* Trecho fornecido:
______

SOMOS INVISIVEIS.
Sou presidente voluntário de um asilo para pessoas carentes, um nome muito pomposo para uma instituição que somente oferece casa e comida. Não sei se sou responsável por vidas ou por morte, dos quarenta internos somente uns quatro recebem visitas de vez em quando, mesmo assim de não parentes.
São doze acamados e mais de vinte com algum tipo de distúrbio mental.
Não sei se por problema de arquitetura ou por falta de dinheiro, aqui não temos alas separadas para homens e mulheres, muitas vezes parece que estamos em um jardim de infância e os nossos moradores, como crianças, ficam esperando alguém chegar com um presente que pode ser simplesmente um gesto de carinho.
Esquecidos pela família, abandonados pela sociedade e deserdados pelo governo!

______

* Explore o material:
a – No trecho fornecido, reescreva a parte que começa com as palavras "SOMOS INVISIVEIS." e termina com "deserdados pelo governo!", trocando "asilo" por "abrigo".
b – Resuma o trecho fornecido em duas frases.
c – Com base no trecho fornecido, responda às perguntas abaixo.
(i) Quantos internos há no asilo?
(ii) Quantos moradores são acamados?
(iii) Que tipo de divisão o asilo não tem?

______

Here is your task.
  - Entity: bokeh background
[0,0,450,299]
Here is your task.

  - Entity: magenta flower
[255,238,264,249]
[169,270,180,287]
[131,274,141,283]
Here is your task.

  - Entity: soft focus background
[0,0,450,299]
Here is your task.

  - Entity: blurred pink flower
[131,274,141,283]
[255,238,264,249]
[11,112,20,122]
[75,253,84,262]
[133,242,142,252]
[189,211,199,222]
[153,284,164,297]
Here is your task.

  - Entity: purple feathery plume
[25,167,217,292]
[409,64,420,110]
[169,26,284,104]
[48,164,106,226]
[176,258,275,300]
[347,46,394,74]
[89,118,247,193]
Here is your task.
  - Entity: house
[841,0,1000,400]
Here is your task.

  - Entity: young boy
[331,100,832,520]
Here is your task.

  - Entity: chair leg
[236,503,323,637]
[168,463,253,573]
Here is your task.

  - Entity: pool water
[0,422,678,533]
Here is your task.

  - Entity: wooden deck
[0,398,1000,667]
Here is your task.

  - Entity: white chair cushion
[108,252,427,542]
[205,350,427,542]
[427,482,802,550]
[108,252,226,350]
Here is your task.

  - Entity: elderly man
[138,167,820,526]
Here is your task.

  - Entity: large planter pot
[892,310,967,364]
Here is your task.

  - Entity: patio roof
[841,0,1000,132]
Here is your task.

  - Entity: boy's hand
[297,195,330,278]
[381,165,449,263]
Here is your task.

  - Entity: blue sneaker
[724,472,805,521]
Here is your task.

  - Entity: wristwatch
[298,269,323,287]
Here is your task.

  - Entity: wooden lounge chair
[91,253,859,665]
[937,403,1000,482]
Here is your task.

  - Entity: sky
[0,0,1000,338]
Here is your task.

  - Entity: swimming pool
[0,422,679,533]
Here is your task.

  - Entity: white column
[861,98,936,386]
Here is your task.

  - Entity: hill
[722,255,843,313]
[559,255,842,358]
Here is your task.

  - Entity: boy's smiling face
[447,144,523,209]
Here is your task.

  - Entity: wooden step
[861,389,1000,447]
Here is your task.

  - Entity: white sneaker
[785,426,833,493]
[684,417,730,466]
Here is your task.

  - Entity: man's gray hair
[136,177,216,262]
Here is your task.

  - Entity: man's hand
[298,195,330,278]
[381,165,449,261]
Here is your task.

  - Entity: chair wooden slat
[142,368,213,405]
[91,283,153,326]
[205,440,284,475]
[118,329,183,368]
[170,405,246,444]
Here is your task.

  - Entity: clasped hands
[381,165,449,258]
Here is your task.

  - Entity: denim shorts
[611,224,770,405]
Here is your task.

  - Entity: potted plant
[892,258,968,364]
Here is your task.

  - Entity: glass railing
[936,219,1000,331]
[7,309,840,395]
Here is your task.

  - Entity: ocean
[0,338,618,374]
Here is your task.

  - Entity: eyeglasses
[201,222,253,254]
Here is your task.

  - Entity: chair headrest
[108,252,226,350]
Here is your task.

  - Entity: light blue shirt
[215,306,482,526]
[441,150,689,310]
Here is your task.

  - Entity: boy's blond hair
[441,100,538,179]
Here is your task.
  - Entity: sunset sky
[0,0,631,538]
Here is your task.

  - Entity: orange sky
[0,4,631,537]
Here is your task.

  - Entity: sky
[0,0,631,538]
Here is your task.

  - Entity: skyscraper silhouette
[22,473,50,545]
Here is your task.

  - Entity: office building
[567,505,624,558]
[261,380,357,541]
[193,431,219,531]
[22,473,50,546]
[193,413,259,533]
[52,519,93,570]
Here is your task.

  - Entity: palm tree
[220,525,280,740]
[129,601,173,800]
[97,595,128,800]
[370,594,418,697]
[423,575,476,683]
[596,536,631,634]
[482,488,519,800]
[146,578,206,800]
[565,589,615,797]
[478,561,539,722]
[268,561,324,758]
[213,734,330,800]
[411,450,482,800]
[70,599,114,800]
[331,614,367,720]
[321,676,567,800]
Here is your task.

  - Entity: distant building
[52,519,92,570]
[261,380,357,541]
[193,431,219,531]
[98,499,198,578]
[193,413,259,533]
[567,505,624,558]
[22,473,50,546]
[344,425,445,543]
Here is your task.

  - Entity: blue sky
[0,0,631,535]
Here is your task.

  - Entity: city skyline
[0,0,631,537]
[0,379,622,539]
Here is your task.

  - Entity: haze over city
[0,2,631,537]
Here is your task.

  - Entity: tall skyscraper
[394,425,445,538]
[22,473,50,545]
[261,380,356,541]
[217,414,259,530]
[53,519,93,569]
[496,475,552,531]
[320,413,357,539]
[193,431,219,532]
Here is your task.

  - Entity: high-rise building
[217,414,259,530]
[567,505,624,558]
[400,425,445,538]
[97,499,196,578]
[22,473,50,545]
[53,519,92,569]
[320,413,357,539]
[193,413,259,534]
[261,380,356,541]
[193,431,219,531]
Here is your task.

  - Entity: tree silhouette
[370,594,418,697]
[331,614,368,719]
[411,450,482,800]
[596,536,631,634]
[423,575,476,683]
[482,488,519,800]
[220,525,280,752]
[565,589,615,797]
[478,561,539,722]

______

* Soluções por tarefa:
a –
SOMOS INVISIVEIS.
Sou presidente voluntário de um abrigo para pessoas carentes, um nome muito pomposo para uma instituição que somente oferece casa e comida. Não sei se sou responsável por vidas ou por morte, dos quarenta internos somente uns quatro recebem visitas de vez em quando, mesmo assim de não parentes.
São doze acamados e mais de vinte com algum tipo de distúrbio mental.
Não sei se por problema de arquitetura ou por falta de dinheiro, aqui não temos alas separadas para homens e mulheres, muitas vezes parece que estamos em um jardim de infância e os nossos moradores, como crianças, ficam esperando alguém chegar com um presente que pode ser simplesmente um gesto de carinho.
Esquecidos pela família, abandonados pela sociedade e deserdados pelo governo!

b – Quem escreve preside voluntariamente um asilo para pessoas carentes que oferece somente casa e comida, e dos quarenta internos apenas uns quatro recebem visitas de vez em quando, mesmo assim de não parentes. São doze acamados e mais de vinte com algum distúrbio mental, não há alas separadas para homens e mulheres, e os moradores, esquecidos pela família, abandonados pela sociedade e deserdados pelo governo, esperam como crianças por alguém que chegue com um presente, que pode ser apenas um gesto de carinho.

c –
(i) Quarenta.
(ii) Doze.
(iii) Alas separadas para homens e mulheres.